Secara fisik, Gripen mungkin diremehkan karena bermesin tunggal. Tapi keunggulan utama pesawat buatan SAAB ini adalah pada kemampuan jaring radarnya yang terintegrasi dengan semua radar buatan SAAB baik di darat maupun di udara. Saat ini radar pertahanan Indonesia didominasi produk SAAB.
Misalkan, 1 Gripen patroli di Nunukan, Kalimantan dan 1-nya lagi patroli di laut Bali. Apa yang dilihat Gripen di Nunukan bisa dilihat oleh Gripen yang di laut Bali secara langsung. Saat radar Gripen di Nunukan mendeteksi ancaman pada jarak 180KM dari batas teritorial Indonesia, Gripen di laut Bali bisa segera memberi bantuan tanpa komando dari pusat kendali di darat.
Kelebihan lainya, Gripen membutuhkan bisa mendarat dan terbang dengan landasan pacu yang lebih kecil. Untuk operasionalnya, Gripen juga membutuhkan kru di darat lebih sedikit. Ini membuka peluang bagi Indonesia untuk bisa menyembunyikan di pulau manapun dan dengan fasilitas fisik bandara yang minimalis. Saat ini, jika 3 bandara utama dilumpuhkan (Jakarta, Madiun dan Makassar) maka praktis TNI AU sudah tak berkutik.
Dengan transfer teknologi 100% dari SAAB, Indonesia berpeluang untuk memproduksi Gripen dengan biaya yang lebih murah dan membantu pengembangan IFX.
Jika tawaran di atas diabaikan oleh Indonesia, bisa dipastikan SAAB akan menyetujui transfer teknologi yang lebih besar ke Thailand, sejalan dengan rencana Thailand untuk menambah jumlah Gripen yang dimilikinya.
3. Kesempatan Menjadi Basis Produksi F-16 Viper bisa Disabet India.
Lockheed Martin (LM) dan Pemerintah Amerika Serikat (AS) sedang getol menawarkan F-16 blok 70 (Viper). F-16 Viper dipercaya setara dengan Gripen dalam hal sistem avionik, karena bakal dicangkokan teknologi F-35.
F16 Viper |
LM dan AS membuat program untuk merakit F-16 Viper di luar negeri, dengan pertimbangan tingginya biaya operasional produksi di dalam negeri AS, kapasitas pabrik LM yang sudah penuh dan untuk kepentingan politik AS di kawasan.

•••

Salin tanpa perubahan seluruh bagian kutipan terpilih, mulai dari "Kelebihan lainya, Gripen" terus sampai "sudah tak berkutik.". Daftar ini diambil dari sumber lain.

(Daftar pelabelan lokasi)
•••

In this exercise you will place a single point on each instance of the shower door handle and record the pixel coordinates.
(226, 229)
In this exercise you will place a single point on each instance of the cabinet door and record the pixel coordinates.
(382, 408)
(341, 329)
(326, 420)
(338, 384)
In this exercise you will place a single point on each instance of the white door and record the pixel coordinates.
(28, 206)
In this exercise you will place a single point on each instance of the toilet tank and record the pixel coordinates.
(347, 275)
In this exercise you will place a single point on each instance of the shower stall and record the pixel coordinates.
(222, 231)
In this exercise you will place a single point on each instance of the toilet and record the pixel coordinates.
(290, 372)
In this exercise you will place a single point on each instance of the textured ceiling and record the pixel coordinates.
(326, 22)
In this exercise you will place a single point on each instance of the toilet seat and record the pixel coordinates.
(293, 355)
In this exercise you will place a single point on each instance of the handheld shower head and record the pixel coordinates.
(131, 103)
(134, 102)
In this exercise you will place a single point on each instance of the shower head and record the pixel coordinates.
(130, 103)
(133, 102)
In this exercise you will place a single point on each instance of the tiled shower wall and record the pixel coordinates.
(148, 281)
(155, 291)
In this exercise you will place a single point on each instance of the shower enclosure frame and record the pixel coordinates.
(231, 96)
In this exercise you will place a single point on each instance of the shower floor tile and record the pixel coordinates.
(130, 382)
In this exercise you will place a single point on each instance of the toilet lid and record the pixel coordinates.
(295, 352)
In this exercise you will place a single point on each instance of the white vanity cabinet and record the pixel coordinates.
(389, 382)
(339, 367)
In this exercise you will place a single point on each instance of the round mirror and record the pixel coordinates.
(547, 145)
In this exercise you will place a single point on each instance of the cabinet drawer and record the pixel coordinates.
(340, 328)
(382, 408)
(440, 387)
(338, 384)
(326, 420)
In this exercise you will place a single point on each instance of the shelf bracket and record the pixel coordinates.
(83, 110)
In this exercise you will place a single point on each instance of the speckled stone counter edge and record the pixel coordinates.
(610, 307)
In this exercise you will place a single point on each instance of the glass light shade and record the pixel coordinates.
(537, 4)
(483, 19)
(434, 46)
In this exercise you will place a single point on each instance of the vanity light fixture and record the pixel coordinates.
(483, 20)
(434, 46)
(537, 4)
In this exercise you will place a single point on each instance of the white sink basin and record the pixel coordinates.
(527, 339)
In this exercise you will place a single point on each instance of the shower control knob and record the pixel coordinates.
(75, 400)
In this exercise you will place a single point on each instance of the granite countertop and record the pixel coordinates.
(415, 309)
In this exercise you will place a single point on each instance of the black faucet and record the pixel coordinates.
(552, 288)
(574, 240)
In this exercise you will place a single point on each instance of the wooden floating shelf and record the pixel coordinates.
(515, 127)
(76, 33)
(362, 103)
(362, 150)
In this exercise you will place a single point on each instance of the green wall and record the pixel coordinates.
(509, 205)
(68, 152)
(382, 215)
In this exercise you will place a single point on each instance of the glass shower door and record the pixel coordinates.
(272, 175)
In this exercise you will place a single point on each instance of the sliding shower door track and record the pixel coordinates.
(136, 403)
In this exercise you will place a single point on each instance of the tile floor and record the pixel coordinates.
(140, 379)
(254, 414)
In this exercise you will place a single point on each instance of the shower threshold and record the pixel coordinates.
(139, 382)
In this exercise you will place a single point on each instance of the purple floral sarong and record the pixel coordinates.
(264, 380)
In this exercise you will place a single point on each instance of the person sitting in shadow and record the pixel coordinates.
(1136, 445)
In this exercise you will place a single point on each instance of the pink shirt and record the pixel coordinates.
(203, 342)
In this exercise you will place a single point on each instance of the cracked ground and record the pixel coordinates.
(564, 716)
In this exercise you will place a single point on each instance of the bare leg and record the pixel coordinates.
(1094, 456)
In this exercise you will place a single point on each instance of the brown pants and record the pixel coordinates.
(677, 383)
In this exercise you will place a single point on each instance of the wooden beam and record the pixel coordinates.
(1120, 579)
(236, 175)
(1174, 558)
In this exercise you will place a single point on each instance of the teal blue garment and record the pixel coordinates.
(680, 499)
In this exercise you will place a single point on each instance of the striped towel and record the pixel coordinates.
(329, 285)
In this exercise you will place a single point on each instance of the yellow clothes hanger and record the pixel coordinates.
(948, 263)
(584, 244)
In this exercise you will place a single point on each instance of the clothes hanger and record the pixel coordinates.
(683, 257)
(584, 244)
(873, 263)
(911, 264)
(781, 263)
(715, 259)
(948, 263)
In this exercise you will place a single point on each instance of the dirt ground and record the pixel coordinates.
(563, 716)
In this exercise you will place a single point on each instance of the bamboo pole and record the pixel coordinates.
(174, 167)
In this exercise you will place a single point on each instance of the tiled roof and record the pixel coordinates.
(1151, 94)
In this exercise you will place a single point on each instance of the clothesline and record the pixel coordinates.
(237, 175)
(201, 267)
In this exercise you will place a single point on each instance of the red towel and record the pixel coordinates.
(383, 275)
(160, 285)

•••

Jawaban tertulis:
Kelebihan lainya, Gripen membutuhkan bisa mendarat dan terbang dengan landasan pacu yang lebih kecil. Untuk operasionalnya, Gripen juga membutuhkan kru di darat lebih sedikit. Ini membuka peluang bagi Indonesia untuk bisa menyembunyikan di pulau manapun dan dengan fasilitas fisik bandara yang minimalis. Saat ini, jika 3 bandara utama dilumpuhkan (Jakarta, Madiun dan Makassar) maka praktis TNI AU sudah tak berkutik.